=== WHAT THE TASK ASKS ===
Rewrite the material from the line with "Query: white window frame" up to and including its final line, keeping every line, the requests among them. Multiply each coordinate in the answers by 2.1 and round it to a whole number, with halves rounded up; leave every number in the requests unchanged.

------------------------------

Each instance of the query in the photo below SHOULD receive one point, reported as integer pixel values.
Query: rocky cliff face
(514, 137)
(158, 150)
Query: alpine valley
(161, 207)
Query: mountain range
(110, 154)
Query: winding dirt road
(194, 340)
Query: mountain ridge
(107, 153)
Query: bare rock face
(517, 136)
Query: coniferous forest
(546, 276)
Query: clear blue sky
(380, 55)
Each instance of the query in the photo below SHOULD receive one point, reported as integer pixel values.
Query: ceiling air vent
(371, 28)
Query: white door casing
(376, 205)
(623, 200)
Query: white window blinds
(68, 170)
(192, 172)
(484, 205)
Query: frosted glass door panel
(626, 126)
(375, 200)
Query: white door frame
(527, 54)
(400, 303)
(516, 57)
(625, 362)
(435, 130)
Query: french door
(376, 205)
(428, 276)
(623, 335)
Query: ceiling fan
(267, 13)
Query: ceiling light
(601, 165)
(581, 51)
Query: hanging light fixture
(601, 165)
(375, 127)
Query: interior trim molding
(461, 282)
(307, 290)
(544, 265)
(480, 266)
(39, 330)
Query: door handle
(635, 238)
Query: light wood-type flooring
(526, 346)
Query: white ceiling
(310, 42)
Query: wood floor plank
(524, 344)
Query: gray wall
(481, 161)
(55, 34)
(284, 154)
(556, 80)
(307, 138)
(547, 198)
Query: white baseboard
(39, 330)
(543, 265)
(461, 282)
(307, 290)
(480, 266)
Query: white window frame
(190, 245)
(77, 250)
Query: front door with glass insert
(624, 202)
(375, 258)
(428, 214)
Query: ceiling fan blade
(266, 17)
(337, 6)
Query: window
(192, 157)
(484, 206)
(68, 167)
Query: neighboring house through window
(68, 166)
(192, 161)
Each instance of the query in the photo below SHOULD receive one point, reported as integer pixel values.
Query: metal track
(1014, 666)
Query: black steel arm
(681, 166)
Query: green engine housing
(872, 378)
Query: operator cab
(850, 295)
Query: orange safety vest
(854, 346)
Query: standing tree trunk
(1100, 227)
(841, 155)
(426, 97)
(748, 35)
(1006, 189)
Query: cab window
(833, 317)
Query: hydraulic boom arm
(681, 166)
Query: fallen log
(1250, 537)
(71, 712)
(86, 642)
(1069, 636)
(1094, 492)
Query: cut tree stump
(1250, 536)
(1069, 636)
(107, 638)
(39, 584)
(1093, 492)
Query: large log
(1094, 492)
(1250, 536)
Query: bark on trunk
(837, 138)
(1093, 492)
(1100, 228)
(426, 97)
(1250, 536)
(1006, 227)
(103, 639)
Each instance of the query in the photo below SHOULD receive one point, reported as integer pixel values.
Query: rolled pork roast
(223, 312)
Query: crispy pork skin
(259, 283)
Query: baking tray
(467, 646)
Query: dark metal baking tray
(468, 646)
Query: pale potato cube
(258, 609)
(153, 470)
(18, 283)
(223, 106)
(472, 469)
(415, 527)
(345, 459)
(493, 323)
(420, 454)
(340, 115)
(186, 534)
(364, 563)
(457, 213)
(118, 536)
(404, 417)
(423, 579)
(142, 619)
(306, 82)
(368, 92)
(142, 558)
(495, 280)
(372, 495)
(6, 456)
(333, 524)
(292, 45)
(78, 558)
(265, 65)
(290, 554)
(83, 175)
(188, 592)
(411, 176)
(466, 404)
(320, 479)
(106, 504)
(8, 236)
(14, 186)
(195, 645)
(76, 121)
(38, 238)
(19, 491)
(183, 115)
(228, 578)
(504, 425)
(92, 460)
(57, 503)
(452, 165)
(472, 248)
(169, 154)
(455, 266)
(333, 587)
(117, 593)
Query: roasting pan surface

------------------------------

=== FULL SOLUTION ===
Query: white window frame
(399, 515)
(162, 525)
Query: front door with glass insert
(1310, 424)
(788, 542)
(899, 449)
Query: ceiling fan blade
(559, 36)
(708, 13)
Query: window
(403, 330)
(1016, 433)
(143, 351)
Query: neighboring house through window
(143, 349)
(403, 338)
Each instance of the query in the photo below SHOULD receive one point, reported as integer pixel values.
Query: metal track
(2129, 1399)
Query: black steel arm
(1430, 349)
Query: green engine housing
(1831, 794)
Query: operator cab
(1785, 620)
Query: orange safety vest
(1793, 727)
Query: standing tree trunk
(2310, 477)
(1766, 326)
(895, 204)
(1571, 74)
(2113, 397)
Query: cab window
(1749, 666)
Query: hydraulic boom arm
(1430, 349)
Query: fallen log
(2625, 1128)
(149, 1495)
(181, 1348)
(2245, 1336)
(2297, 1033)
Query: cut tree stump
(2625, 1126)
(2245, 1336)
(225, 1340)
(82, 1226)
(2295, 1033)
Query: large log
(2297, 1033)
(2625, 1126)
Query: bark on trunk
(1758, 290)
(2295, 1033)
(2310, 479)
(895, 204)
(2625, 1126)
(2113, 477)
(216, 1342)
Each instance of the query in the photo below SHOULD receive one point, reported as integer pixel values.
Query: rolled pork roast
(468, 655)
Query: crispy pork skin
(544, 594)
Query: baking tray
(981, 1357)
Query: dark metal baking tray
(983, 1357)
Query: pale potato cube
(542, 1279)
(321, 987)
(38, 594)
(468, 223)
(991, 985)
(872, 1107)
(725, 964)
(1035, 678)
(882, 953)
(714, 242)
(391, 1121)
(764, 1182)
(960, 447)
(248, 1126)
(848, 876)
(888, 1216)
(298, 1300)
(643, 172)
(773, 193)
(298, 1172)
(1040, 588)
(781, 1040)
(13, 958)
(699, 1100)
(613, 95)
(164, 1172)
(557, 137)
(609, 1163)
(174, 368)
(395, 1243)
(863, 370)
(979, 848)
(672, 1006)
(223, 1058)
(17, 496)
(29, 391)
(410, 1355)
(160, 254)
(80, 500)
(40, 1031)
(384, 242)
(479, 1214)
(1058, 893)
(193, 966)
(120, 1056)
(949, 347)
(991, 521)
(355, 323)
(956, 559)
(699, 1233)
(246, 1245)
Query: roasting pan surface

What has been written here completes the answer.